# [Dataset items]
━━━━━━━━━━━━━━━━━━━━━━━━━━━━━━
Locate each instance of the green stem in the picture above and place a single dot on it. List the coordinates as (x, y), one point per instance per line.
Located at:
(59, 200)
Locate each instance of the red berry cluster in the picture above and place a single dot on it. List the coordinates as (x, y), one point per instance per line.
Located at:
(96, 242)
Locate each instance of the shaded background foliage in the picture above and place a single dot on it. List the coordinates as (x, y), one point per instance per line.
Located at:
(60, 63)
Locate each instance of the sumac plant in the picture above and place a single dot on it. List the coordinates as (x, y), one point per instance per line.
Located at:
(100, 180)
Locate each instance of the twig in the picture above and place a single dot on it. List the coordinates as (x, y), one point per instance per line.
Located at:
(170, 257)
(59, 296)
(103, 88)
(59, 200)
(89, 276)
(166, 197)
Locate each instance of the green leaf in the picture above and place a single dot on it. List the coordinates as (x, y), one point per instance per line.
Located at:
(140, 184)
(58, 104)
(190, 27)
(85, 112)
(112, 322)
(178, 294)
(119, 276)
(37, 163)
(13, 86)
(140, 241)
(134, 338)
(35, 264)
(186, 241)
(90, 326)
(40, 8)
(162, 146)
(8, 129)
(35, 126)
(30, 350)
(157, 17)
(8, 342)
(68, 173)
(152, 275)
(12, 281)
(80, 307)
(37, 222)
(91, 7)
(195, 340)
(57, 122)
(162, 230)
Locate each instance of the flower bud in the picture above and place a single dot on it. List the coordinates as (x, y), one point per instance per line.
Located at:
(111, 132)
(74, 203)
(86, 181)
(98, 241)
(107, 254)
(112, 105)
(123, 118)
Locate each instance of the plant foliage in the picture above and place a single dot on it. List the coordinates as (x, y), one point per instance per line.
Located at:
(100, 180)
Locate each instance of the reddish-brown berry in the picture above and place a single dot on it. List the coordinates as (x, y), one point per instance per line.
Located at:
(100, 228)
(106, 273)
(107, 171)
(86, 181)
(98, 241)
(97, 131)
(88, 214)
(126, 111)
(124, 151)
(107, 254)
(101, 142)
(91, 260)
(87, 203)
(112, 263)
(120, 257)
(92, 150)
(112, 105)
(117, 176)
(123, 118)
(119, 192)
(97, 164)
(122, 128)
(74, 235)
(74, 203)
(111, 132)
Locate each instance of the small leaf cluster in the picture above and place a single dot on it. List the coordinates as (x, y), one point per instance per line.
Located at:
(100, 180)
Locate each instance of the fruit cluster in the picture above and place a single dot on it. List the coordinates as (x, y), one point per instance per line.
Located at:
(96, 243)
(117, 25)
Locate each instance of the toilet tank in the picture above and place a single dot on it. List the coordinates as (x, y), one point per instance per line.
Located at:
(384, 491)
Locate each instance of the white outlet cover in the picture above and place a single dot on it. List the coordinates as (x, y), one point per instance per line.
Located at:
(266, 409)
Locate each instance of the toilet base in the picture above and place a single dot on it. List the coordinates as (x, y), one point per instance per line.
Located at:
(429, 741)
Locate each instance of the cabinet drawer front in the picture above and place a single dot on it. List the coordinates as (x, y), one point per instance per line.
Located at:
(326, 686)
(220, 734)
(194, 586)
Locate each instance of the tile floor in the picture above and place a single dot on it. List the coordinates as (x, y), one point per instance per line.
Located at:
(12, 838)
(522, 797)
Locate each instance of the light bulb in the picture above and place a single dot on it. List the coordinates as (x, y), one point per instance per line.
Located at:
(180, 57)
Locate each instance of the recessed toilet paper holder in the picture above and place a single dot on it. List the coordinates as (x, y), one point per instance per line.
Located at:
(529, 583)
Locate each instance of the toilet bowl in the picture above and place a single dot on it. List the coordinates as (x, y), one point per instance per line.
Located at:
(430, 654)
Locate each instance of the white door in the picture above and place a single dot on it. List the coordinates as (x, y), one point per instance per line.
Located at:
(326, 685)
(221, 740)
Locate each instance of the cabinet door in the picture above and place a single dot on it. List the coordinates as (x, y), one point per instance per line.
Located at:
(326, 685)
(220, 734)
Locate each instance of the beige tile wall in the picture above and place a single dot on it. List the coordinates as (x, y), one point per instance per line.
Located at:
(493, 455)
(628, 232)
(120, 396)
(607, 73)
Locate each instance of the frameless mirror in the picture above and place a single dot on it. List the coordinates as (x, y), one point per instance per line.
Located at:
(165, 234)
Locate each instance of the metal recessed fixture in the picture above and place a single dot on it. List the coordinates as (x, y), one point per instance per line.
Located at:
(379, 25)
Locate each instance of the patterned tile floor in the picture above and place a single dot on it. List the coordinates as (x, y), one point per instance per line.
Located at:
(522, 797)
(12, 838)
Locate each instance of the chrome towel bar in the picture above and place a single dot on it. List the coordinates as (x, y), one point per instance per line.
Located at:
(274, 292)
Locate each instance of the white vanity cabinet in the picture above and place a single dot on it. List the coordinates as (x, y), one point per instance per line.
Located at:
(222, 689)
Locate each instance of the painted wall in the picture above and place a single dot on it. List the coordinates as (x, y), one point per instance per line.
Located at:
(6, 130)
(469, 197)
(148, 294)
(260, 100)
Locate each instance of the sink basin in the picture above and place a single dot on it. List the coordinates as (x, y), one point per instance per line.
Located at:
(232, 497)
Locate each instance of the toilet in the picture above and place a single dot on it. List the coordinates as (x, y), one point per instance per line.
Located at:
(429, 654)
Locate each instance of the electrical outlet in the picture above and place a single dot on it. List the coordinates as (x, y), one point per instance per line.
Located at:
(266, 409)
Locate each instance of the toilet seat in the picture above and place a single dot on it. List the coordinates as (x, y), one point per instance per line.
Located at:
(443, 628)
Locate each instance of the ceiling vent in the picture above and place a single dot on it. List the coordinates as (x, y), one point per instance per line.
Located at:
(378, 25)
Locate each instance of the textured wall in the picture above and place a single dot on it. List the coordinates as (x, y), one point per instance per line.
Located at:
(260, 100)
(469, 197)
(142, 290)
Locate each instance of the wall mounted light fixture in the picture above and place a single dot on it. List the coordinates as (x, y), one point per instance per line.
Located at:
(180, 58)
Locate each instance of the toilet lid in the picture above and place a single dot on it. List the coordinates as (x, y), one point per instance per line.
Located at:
━━━━━━━━━━━━━━━━━━━━━━━━━━━━━━
# [Assignment]
Without changing a word, print all of the entries above.

# [Your response]
Locate each instance of the green stem in the picture above and place a single dot on it. List the coordinates as (x, y), one point per instance per line.
Located at:
(59, 200)
Locate each instance of the red berry cluster in the picture above and place a single dot on it. List the coordinates as (x, y), one point per instance per line.
Located at:
(96, 242)
Locate each instance of the shaded background foliage in the picture above and place a single dot on it. List the coordinates as (x, y), one point per instance per line.
Located at:
(60, 63)
Locate each instance of the sumac plant in the picture above and place a single dot on it. List the coordinates as (x, y), one point per instance per line.
Located at:
(100, 180)
Locate each instance of the twig in the picture above and place a single dot on it. List the coordinates as (x, y), one point per instance per line.
Located at:
(170, 257)
(59, 296)
(103, 88)
(59, 200)
(89, 276)
(166, 197)
Locate each instance of the green leaf in the picture above and place a single dot on it. List the coordinates as (x, y), one point per instance per line.
Located at:
(140, 184)
(58, 104)
(190, 27)
(85, 112)
(112, 322)
(178, 294)
(119, 276)
(37, 163)
(13, 86)
(140, 241)
(134, 338)
(35, 264)
(186, 241)
(90, 326)
(40, 8)
(162, 146)
(8, 129)
(35, 126)
(30, 350)
(157, 17)
(8, 342)
(68, 173)
(152, 275)
(12, 281)
(80, 307)
(37, 222)
(91, 7)
(195, 340)
(57, 122)
(162, 230)
Locate each instance of the flower bud in the picture above and place a single dot on it. List the coordinates as (x, y), one point per instance per line.
Located at:
(111, 132)
(74, 203)
(86, 181)
(98, 241)
(107, 254)
(112, 105)
(123, 118)
Locate each instance of the plant foliage in the picture above and place a single dot on it. List the coordinates as (x, y), one point per instance per line.
Located at:
(100, 180)
Locate each instance of the reddish-brown berry in the picture above and place a single dot on it. List the coordinates as (x, y), one point per instance per line.
Located at:
(100, 228)
(106, 273)
(107, 171)
(86, 181)
(98, 241)
(97, 131)
(88, 214)
(126, 111)
(124, 151)
(107, 254)
(101, 142)
(91, 260)
(87, 203)
(112, 263)
(120, 257)
(92, 150)
(112, 105)
(117, 176)
(123, 118)
(119, 192)
(97, 164)
(122, 128)
(74, 235)
(74, 203)
(111, 132)
Locate each instance of the small leaf cluster in the picture above and place a single dot on it. List the coordinates as (x, y), one point per instance per line.
Located at:
(100, 180)
Locate each instance of the fruit cluster in the picture above and place a single dot on it. List the coordinates as (x, y), one point per instance per line.
Located at:
(96, 243)
(117, 25)
Locate each instance of the toilet tank in the picture above and place a single dot on it. List the coordinates as (x, y), one point per instance per line.
Located at:
(384, 491)
Locate each instance of the white outlet cover in the picture above and place a single dot on it. List the coordinates as (x, y), one point per instance per line.
Located at:
(266, 409)
Locate each instance of the toilet base in the picture above and place a single dot on it. List the coordinates as (x, y), one point per instance per line.
Located at:
(429, 741)
Locate each instance of the cabinet drawer front in the picture above and place a single dot on it. List the coordinates as (x, y), one point per instance per line.
Located at:
(326, 686)
(220, 734)
(194, 586)
Locate each instance of the tile floor in the picture above and place a single dot on it. List the coordinates as (x, y), one point per instance per line.
Located at:
(12, 838)
(522, 797)
Locate each instance of the light bulb in the picture above and place a single dot on it. List the coordinates as (x, y), one point per instance per line.
Located at:
(180, 57)
Locate each instance of the recessed toilet paper holder in the picture above and place a single dot on it. List the coordinates as (x, y), one point per instance per line.
Located at:
(529, 583)
Locate each instance of the toilet bowl in the picture above and place a single dot on it. List the coordinates as (x, y), one point per instance per line.
Located at:
(430, 654)
Locate each instance of the white door in the picture above and place a single dot on it. List the coordinates as (x, y), one point per instance per line.
Located at:
(326, 685)
(221, 740)
Locate each instance of the cabinet door in the picture above and place a single dot on it. List the coordinates as (x, y), one point per instance per line.
Located at:
(326, 685)
(220, 734)
Locate each instance of the beige tile wall in the picture above and place a single dot on it. List the coordinates as (x, y), one point per instance per line.
Located at:
(493, 455)
(628, 232)
(120, 396)
(607, 73)
Locate each instance of the frameless mirror in the picture above and place a single dot on it. List the coordinates as (x, y), one point per instance per line.
Located at:
(165, 234)
Locate each instance of the metal recessed fixture in the picture above and place a single dot on it. List the coordinates as (x, y), one point per instance per line.
Located at:
(379, 25)
Locate each instance of the patterned tile floor in the picture above and place a single dot on it. List the coordinates as (x, y), one point per instance per line.
Located at:
(522, 797)
(12, 838)
Locate each instance of the chrome towel bar in the picture above and place a single dot on it. List the coordinates as (x, y), one point per instance per line.
Located at:
(274, 292)
Locate each instance of the white vanity cabinet in the picture above and place a single dot on it. List the coordinates as (x, y), one point per instance per line.
Located at:
(222, 689)
Locate each instance of the painted wall in the picture above and place a single dot on it. List the coordinates as (x, y), one point per instance per line.
Located at:
(6, 130)
(469, 197)
(148, 294)
(260, 100)
Locate each instance of the sink basin in the picture above and place a single dot on it. List the coordinates as (x, y), one point per instance per line.
Located at:
(232, 497)
Locate each instance of the toilet in the picture above and place a single dot on it. List the coordinates as (x, y), one point per instance per line.
Located at:
(429, 654)
Locate each instance of the electrical outlet in the picture above and place a single dot on it. List the coordinates as (x, y), one point per instance per line.
Located at:
(266, 409)
Locate each instance of the toilet seat in the picture above and place a single dot on it. List the coordinates as (x, y), one point per instance per line.
Located at:
(443, 628)
Locate each instance of the ceiling vent in the picture above and place a single dot on it. List the coordinates as (x, y), one point per instance per line.
Located at:
(378, 25)
Locate each instance of the textured wall in the picture above and place a single dot on it. List the coordinates as (x, y), one point per instance per line.
Located at:
(260, 100)
(469, 197)
(142, 290)
Locate each instance of the wall mounted light fixture in the picture above and place a single dot on it. List the coordinates as (x, y), one point per instance per line.
Located at:
(180, 58)
Locate each instance of the toilet lid in the picture above and place a single dot on it. List the coordinates as (x, y), one point per instance per line.
Located at:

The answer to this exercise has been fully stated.